→ What to produce
Write the lines below as a JSON list of strings, one string per line, leaving out blank lines and any pictures.

→ Provided data
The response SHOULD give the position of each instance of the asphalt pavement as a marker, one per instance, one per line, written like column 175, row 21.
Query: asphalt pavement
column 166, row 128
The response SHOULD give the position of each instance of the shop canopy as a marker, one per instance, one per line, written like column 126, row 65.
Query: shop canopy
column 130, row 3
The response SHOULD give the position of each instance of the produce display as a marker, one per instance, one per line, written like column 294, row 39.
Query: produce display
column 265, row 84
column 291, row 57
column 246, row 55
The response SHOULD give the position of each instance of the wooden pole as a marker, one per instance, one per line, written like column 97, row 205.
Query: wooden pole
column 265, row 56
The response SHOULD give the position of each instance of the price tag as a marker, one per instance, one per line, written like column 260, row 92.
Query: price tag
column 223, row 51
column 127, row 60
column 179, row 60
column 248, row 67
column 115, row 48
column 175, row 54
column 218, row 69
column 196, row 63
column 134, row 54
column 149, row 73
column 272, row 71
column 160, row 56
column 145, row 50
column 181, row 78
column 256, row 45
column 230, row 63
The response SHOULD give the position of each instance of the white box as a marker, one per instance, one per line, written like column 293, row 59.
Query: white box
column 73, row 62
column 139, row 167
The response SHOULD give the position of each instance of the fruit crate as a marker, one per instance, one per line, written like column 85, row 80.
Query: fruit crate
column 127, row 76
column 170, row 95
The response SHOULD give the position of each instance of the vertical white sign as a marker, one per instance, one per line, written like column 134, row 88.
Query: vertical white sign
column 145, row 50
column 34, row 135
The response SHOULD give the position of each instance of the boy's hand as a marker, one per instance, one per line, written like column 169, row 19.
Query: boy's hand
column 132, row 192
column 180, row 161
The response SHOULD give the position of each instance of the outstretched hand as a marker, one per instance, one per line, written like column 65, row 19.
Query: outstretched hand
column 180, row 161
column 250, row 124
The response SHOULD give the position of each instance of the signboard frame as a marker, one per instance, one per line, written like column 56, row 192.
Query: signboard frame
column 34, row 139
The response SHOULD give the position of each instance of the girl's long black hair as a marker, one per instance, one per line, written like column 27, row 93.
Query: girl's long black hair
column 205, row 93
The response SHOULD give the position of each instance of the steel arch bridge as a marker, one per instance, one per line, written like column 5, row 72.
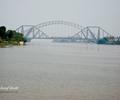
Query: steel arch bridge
column 85, row 34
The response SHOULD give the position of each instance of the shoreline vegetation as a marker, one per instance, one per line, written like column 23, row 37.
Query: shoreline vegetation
column 10, row 38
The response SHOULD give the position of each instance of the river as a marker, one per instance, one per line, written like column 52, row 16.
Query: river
column 44, row 70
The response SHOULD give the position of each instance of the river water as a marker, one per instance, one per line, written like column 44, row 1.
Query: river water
column 60, row 71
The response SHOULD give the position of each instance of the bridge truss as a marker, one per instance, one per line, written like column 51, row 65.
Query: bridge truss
column 89, row 33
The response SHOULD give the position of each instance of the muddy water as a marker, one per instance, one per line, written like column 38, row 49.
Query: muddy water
column 60, row 71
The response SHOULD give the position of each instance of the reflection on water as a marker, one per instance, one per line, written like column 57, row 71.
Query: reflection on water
column 61, row 71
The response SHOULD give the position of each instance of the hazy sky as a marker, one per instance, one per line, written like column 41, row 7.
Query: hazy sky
column 104, row 13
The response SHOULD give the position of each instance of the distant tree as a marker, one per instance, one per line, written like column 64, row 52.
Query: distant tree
column 10, row 34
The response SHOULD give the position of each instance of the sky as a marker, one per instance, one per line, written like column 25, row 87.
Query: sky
column 104, row 13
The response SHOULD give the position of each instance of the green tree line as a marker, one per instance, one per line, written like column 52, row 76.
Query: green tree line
column 10, row 36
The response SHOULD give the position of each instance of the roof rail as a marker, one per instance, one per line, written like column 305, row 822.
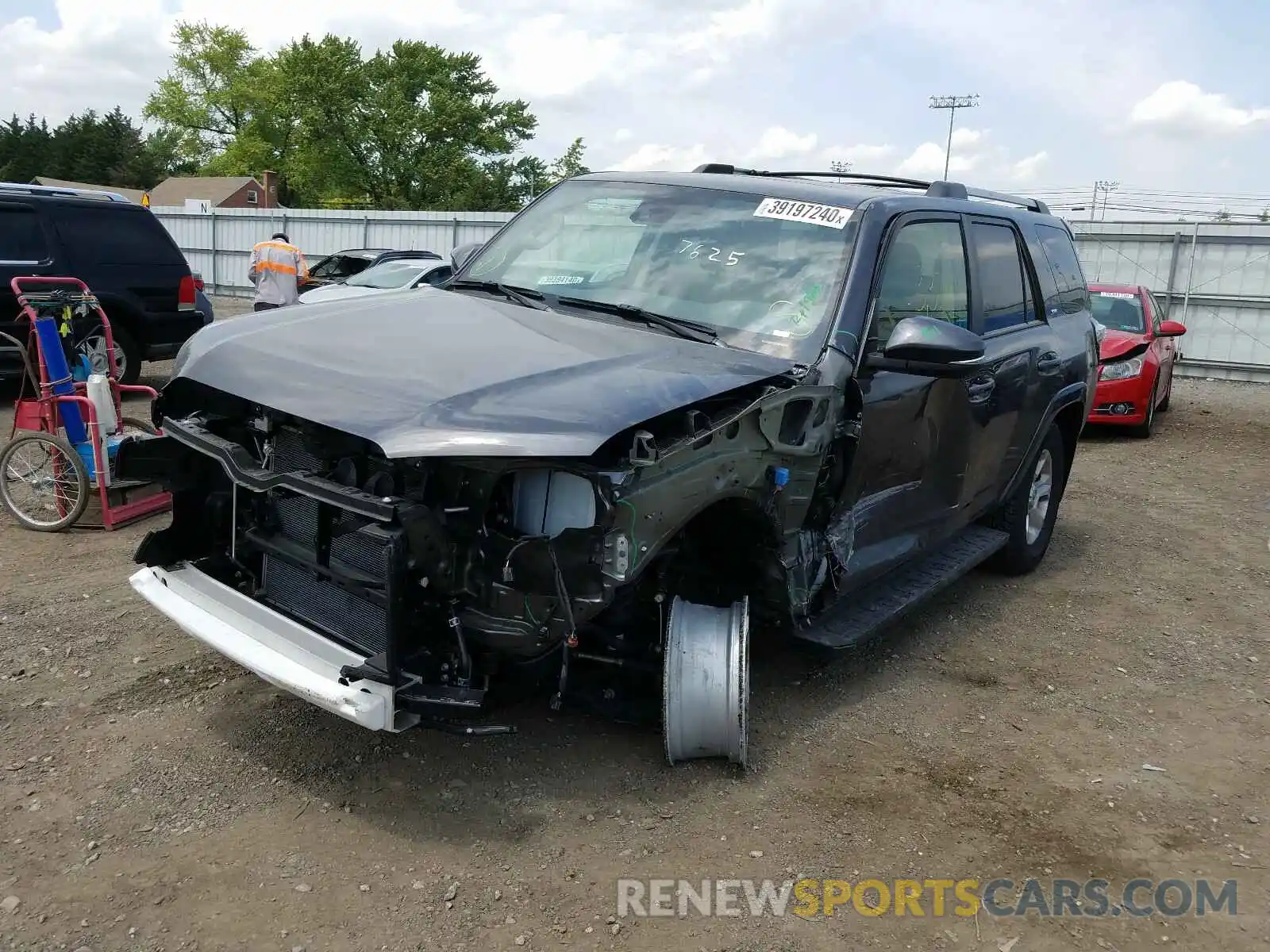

→ Reply
[
  "The response SHOULD give the position of each instance of the asphalt pavement as a marker, one per instance, one per line, written like column 175, row 21.",
  "Query: asphalt pavement",
  "column 166, row 128",
  "The response SHOULD give the position of each instance of the shop canopy as a marker, one per instance, one per line, written like column 126, row 65.",
  "Query: shop canopy",
  "column 130, row 3",
  "The response SHOULD give the position of each instance of the produce display as a marker, one per instance, one per line, written like column 294, row 39.",
  "Query: produce display",
  "column 265, row 84",
  "column 291, row 57",
  "column 246, row 55",
  "The response SHOULD give the position of each instance of the wooden pole as a marker, one per instance, one per line, written like column 97, row 205.",
  "Query: wooden pole",
  "column 265, row 56",
  "The response SHOULD give the position of each instance of the price tag as a marker, one per instance, one per line, written like column 260, row 92.",
  "Query: price tag",
  "column 223, row 51",
  "column 127, row 60",
  "column 179, row 60",
  "column 248, row 67",
  "column 115, row 48",
  "column 175, row 54",
  "column 218, row 69",
  "column 196, row 63",
  "column 134, row 54",
  "column 149, row 73",
  "column 272, row 71",
  "column 160, row 56",
  "column 145, row 50",
  "column 181, row 78",
  "column 256, row 45",
  "column 230, row 63",
  "The response SHOULD give the position of each instance of the white box as a marker, one per instance, one per line, written like column 293, row 59.",
  "Query: white box",
  "column 73, row 62",
  "column 139, row 167",
  "The response SHOULD give the position of each instance of the fruit crate as a marker, one per instance, one per line, written like column 85, row 80.",
  "Query: fruit crate",
  "column 127, row 76",
  "column 170, row 95",
  "The response SHOULD give the position of each instance of the vertical white sign as a marker, one per instance, one per line, written like column 134, row 88.",
  "Query: vertical white sign",
  "column 145, row 50",
  "column 34, row 135",
  "The response SHOULD give the position of each instance of the boy's hand as a marker, one per instance, one per line, written like column 169, row 19.",
  "Query: boy's hand",
  "column 132, row 192",
  "column 180, row 161",
  "The response SHOULD give the position of each instance of the outstretched hand as a marker, one per instance, one per line, written like column 65, row 19.",
  "Query: outstretched hand",
  "column 180, row 161",
  "column 250, row 124",
  "The response SHOULD give the position of each instance of the signboard frame as a marker, one per instance, one per line, written like column 56, row 192.",
  "Query: signboard frame",
  "column 34, row 139",
  "The response SHOULD give the position of each instance of the girl's long black hair as a marker, one per instance, one per line, written like column 27, row 93.",
  "Query: girl's long black hair",
  "column 205, row 93",
  "The response SHOULD give the position of each instance of the steel arch bridge as a marker, one per instance, one per line, written like column 5, row 72.",
  "Query: steel arch bridge",
  "column 85, row 34",
  "The response SHOULD give the position of each instance of the shoreline vegetation as a marker, one per instance, one per line, written like column 23, row 37.",
  "Query: shoreline vegetation",
  "column 10, row 38",
  "The response SHOULD give the position of each instance of the river as a marker, one per instance, one per line, written like column 52, row 16.",
  "Query: river",
  "column 44, row 70",
  "The response SHOULD give the position of each instance of the river water as a marker, one per instance, one per line, written like column 44, row 1.",
  "Query: river water",
  "column 60, row 71",
  "The response SHOULD give the position of each instance of the bridge truss as a marker, one per instance, one per line, written like column 51, row 65.",
  "Query: bridge truss",
  "column 89, row 33",
  "The response SHOULD give the position of each instance of the muddy water as a marker, one per instance, one per line, written like column 38, row 49.",
  "Query: muddy water",
  "column 60, row 71",
  "The response SHOULD give the position of each instance of the reflection on water as a marker, one per instance, one per line, written like column 57, row 71.",
  "Query: reflection on water",
  "column 61, row 71",
  "The response SHOULD give the position of each instance of the hazy sky as a marker, one per instance, one per line, written like column 41, row 7.",
  "Query: hazy sky",
  "column 104, row 13",
  "The response SHOULD give the position of each instance of the distant tree as a marker, one per instance, one per line, written like column 64, row 52.",
  "Query: distant tree",
  "column 10, row 34",
  "The response SHOULD give the position of each instance of the sky as a marker, one per instance, one per line, written like column 25, row 87.",
  "Query: sky",
  "column 104, row 13",
  "The response SHOULD give the position of each instance of the green tree line as a marker, one per instance, one per line, written like column 52, row 76.",
  "Query: green tree line",
  "column 10, row 36",
  "The response SHOULD give the position of each instance of the roof rail as a marker, one per instance, one per line, written like column 305, row 822."
]